# Anyone else get the runs on dbol?



## nby (Aug 26, 2012)

A week into 50mg dbol and I am into some serious diarrhea.. anyone else get this from dbols? I saw another post where some bro said it could be due to liver damage / failure but wouldn't there be more signs if this was the case? No jaundice/itching or whatever.. Or is this just a coincidence and it turns out to be a stomach bug..


----------



## Gfunk (Aug 26, 2012)

maybe you ate something bad.. Could be anything go see a doc if it gets worst..


----------



## nby (Aug 26, 2012)

Yeah but the thing is usually when I get something like this off bad food I get nausea and stomach pains, none of which are present at this time.. just the diarrhea. Doc's gonna think I'm crazy for going to him for diarrhea after a few days and I can't tell him I'm heavy on orals atm.


----------



## Gfunk (Aug 26, 2012)

I dunno bro When I run dbol I get no issues accept water weight but everyone's different..


----------



## theCaptn' (Aug 26, 2012)

Just bad gas, no squirts. Are these caps or tabs?


----------



## ctr10 (Aug 26, 2012)

How long have you been on the dbol?  Are you drinking on the dbol?


----------



## Goodskie (Aug 26, 2012)

I have but not this time


----------



## nby (Aug 26, 2012)

These are tabs, not drinking on it. Been on it for a little over a week now but with some periods of rest have also been on 100mg winny, 50mg methyltest like 5-6 weeks back. Anyway I've ordered a liver panel to rule this out.. I certainly hope it's not my liver ;/


----------



## ctr10 (Aug 26, 2012)

I don't think so, methlyltest is an old steroid and may be a little rough on the liver, give it a couple days, pound the water see if the squirts get better


----------



## BBPowder (Aug 26, 2012)

Might just be sick. Never heard of this side from DBol.


----------



## jimm (Aug 26, 2012)

something in your diet probaly man


----------



## nby (Aug 26, 2012)

Provided material:
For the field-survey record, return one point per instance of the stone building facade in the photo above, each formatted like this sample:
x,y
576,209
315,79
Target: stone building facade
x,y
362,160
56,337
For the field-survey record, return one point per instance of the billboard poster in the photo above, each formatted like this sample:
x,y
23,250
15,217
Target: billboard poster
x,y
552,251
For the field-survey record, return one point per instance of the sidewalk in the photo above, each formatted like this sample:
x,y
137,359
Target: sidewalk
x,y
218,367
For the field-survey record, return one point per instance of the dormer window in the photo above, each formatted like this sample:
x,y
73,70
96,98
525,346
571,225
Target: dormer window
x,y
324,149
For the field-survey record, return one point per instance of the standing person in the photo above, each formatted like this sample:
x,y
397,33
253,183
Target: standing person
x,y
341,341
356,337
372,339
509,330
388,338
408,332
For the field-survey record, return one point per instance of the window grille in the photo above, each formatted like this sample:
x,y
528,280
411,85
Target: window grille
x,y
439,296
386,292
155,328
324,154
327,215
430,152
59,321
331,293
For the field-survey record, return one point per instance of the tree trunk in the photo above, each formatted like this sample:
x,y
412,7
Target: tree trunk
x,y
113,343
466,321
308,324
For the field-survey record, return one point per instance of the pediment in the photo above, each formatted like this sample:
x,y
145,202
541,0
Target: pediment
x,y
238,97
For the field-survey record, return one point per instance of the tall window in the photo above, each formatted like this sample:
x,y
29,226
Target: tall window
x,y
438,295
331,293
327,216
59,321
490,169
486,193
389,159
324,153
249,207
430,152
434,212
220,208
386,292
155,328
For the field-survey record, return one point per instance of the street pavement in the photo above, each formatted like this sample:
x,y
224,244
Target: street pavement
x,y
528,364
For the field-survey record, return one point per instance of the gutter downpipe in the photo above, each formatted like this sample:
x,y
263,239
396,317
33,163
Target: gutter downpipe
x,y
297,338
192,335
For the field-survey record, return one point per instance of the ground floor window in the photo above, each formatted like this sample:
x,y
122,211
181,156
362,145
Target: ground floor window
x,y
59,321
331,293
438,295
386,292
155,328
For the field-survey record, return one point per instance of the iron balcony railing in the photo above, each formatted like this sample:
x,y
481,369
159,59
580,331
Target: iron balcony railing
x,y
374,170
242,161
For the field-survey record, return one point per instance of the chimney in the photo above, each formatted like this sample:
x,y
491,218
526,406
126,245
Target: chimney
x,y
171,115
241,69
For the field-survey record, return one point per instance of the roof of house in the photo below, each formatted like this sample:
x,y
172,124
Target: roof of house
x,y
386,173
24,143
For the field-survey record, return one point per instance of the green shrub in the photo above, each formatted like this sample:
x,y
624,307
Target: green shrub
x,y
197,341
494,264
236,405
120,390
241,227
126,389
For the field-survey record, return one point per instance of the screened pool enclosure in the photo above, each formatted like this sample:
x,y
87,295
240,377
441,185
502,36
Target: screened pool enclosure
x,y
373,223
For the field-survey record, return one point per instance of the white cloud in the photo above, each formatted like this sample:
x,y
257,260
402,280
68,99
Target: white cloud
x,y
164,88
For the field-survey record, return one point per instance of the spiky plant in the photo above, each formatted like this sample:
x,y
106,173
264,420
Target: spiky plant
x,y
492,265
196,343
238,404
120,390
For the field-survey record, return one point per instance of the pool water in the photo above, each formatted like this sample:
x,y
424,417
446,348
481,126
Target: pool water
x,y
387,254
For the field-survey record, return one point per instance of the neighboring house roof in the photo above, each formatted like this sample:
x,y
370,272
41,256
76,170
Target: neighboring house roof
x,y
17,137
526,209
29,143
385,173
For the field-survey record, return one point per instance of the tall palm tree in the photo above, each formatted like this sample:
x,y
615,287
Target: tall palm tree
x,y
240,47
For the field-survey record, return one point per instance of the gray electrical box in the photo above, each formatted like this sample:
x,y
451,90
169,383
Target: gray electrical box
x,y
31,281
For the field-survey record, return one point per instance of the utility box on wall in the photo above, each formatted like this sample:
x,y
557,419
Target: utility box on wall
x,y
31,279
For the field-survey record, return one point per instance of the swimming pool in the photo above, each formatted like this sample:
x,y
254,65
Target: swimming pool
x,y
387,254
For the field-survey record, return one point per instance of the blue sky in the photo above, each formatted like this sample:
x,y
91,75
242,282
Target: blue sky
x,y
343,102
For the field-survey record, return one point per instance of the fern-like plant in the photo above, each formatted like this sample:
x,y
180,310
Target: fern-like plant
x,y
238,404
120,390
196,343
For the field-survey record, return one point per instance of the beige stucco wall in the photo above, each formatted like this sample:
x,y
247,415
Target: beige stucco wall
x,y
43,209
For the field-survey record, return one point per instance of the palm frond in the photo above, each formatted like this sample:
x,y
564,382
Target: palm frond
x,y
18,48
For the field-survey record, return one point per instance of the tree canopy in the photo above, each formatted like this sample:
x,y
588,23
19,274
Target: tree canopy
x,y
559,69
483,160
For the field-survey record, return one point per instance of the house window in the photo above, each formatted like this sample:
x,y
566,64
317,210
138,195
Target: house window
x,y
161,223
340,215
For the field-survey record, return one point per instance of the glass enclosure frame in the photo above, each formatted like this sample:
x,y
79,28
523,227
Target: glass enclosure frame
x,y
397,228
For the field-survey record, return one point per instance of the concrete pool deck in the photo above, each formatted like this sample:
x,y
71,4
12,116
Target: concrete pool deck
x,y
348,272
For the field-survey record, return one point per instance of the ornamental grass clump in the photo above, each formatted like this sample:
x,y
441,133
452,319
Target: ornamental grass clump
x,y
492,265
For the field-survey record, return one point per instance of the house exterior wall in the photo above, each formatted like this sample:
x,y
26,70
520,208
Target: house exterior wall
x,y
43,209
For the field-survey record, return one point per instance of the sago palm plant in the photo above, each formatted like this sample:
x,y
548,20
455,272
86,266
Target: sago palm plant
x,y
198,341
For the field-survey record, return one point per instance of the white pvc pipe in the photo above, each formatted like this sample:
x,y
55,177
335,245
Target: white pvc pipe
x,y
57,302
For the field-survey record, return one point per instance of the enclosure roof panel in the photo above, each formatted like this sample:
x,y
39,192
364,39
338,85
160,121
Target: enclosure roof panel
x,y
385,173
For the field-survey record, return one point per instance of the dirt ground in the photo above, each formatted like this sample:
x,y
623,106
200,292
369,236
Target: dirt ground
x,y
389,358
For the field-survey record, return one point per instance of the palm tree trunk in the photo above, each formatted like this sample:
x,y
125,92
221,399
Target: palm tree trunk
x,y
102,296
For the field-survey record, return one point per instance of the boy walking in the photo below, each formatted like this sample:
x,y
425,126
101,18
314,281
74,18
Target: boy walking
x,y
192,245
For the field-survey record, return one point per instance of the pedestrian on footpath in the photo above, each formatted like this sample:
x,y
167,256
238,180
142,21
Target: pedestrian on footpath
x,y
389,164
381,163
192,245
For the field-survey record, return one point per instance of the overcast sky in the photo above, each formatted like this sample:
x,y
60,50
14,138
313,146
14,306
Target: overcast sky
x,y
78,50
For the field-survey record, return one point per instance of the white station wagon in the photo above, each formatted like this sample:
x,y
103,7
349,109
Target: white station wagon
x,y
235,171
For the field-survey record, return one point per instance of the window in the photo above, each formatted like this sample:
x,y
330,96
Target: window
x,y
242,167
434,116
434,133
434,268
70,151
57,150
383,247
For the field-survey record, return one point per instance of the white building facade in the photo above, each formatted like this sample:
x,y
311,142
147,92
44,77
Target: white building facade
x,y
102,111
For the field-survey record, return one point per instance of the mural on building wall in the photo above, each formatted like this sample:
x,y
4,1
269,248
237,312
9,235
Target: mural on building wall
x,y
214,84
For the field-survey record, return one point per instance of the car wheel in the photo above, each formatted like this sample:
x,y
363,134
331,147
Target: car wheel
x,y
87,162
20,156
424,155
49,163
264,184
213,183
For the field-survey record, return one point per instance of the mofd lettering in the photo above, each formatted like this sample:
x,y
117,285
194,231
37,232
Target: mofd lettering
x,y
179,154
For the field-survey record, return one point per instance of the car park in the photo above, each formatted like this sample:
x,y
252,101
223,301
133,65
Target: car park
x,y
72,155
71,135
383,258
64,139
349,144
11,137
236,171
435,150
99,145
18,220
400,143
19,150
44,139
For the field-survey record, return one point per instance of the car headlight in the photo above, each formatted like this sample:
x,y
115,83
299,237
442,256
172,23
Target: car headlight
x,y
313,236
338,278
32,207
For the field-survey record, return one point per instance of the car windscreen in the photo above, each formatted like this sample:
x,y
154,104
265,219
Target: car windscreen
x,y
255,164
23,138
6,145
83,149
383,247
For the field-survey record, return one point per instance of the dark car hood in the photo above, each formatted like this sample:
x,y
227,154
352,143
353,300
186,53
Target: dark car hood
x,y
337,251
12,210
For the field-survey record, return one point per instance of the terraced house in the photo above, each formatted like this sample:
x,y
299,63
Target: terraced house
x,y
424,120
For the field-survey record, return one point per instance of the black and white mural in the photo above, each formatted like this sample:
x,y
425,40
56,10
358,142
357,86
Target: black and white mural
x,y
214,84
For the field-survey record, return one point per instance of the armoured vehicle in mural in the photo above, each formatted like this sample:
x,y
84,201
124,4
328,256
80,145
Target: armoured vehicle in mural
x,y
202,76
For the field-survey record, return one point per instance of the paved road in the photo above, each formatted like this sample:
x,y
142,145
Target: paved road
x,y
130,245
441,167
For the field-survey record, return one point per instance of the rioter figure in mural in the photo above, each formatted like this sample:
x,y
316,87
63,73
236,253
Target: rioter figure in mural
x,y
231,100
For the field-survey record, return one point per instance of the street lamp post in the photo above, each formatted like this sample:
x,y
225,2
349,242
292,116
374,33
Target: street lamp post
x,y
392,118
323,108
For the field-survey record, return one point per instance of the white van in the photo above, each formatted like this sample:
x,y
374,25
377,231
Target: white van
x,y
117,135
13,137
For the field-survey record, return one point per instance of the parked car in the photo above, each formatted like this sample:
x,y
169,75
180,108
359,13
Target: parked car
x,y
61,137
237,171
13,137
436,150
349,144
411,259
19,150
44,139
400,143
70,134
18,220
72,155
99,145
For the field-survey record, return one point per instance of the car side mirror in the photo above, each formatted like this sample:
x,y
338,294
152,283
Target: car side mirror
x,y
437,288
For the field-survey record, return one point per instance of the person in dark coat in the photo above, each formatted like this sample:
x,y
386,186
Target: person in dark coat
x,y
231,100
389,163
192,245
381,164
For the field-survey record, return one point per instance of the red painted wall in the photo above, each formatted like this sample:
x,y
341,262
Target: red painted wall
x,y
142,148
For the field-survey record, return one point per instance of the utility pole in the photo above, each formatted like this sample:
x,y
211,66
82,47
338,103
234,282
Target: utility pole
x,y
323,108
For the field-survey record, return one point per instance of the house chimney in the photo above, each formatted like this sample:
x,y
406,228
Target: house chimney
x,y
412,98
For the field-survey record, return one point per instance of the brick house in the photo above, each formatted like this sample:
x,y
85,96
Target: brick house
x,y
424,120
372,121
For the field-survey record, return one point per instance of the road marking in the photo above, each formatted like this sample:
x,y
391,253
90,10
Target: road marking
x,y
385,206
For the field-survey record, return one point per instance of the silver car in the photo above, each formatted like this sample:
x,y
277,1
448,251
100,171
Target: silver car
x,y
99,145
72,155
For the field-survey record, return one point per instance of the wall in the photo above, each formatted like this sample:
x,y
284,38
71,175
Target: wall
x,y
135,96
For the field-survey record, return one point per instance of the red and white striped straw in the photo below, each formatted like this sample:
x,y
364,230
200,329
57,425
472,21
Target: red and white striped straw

Tasks:
1. Copy the part of the dbol forum thread that opens with the words containing "Yeah but the" and closes with "but everyone's different..".
2. In the dbol forum thread, what did nby order to rule out liver trouble?
3. Write the next part of the forum thread about diarrhea on dbol, picking up after its final line.
The records have nothing to do with the forum thread about diarrhea on dbol.

Written responses:
1.
Yeah but the thing is usually when I get something like this off bad food I get nausea and stomach pains, none of which are present at this time.. just the diarrhea. Doc's gonna think I'm crazy for going to him for diarrhea after a few days and I can't tell him I'm heavy on orals atm.


----------



## Gfunk (Aug 26, 2012)

I dunno bro When I run dbol I get no issues accept water weight but everyone's different..

2. A liver panel.

3.
Thanks for the replies bros 

I have been eating a shitload of oatmeal, better yet I've been drinking a shitload of oatmeal powder to add more carbs in every meal.. Like 200-300g a day. And I do feel a little sickish as of today.. fuck just when the gains are coming I get this shit (literally.. )


----------



## Goodskie (Aug 26, 2012)

ctr10 said:


> How long have you been on the dbol?  Are you drinking on the dbol?



Does alcohol and Dbol = diarrhea?


----------



## TrojanMan60563 (Aug 26, 2012)

Goodskie said:


> Does alcohol and Dbol = diarrhea?



No it means your liver is crying for help.


----------



## TrojanMan60563 (Aug 26, 2012)

If you're only a week in I can't imagine that is long enough to have liver failure or serious liver damage. I dont know that it can happen that fast from just the drug alone. If you've been running a lot of methylated orals maybe the issue isn't the last week on dbol but all the stuff you took prior without a break.


----------



## BBPowder (Aug 26, 2012)

TrojanMan60563 said:


> If you're only a week in I can't imagine that is long enough to have liver failure or serious liver damage. I dont know that it can happen that fast from just the drug alone. If you've been running a lot of methylated orals maybe the issue isn't the last week on dbol but all the stuff you took prior without a break.



People with muscle wasting diseases have taken dbol non stop for years and have not had liver issues.


----------



## TrojanMan60563 (Aug 26, 2012)

BBPowder said:


> People with muscle wasting diseases have taken dbol non stop for years and have not had liver issues.



Well that is what I'm thinking. AIDS patients take Anadrol for the same muscle wasting reasons. I assume they dont cycle it like recreational users would. I assume their doctors just monitor their liver every 2-3 months to make sure they are ok. I just know that dosing in the medical field is likely lower than the dosing used by a recreational steroid user. For instance an AIDS patient might take 1 50mg Anadrol per day. Meanwhile some bb'er is taking 150mg every day. The liver might take 50mg for years while the dose 3x higher might not be tolerable to the liver for long before enzymes are out of range.


----------



## nby (Aug 26, 2012)

TrojanMan60563 said:


> If you're only a week in I can't imagine that is long enough to have liver failure or serious liver damage. I dont know that it can happen that fast from just the drug alone. If you've been running a lot of methylated orals maybe the issue isn't the last week on dbol but all the stuff you took prior without a break.



This is my concern as well. I was on 100mg winny tabs ED for 2 weeks and was already on 50mg methyltest preWO a few days per week, then had 1-1,5 weeks rest and am now into dbol. However everywhere I read liver damage/failures pretty much always come with jaundice and I don't have this..


----------



## nby (Aug 26, 2012)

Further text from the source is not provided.